Work instruction: Transcribe every entry exactly, with nothing added or left out.

- Opening Delimiter -

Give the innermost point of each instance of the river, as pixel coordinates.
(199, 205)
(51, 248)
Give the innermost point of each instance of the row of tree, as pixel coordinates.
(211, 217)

- Closing Delimiter -

Output for this exercise:
Give the innermost point of each instance of the river, as pixel coordinates.
(199, 205)
(51, 248)
Give the innermost point of each instance of the row of tree, as pixel coordinates.
(211, 217)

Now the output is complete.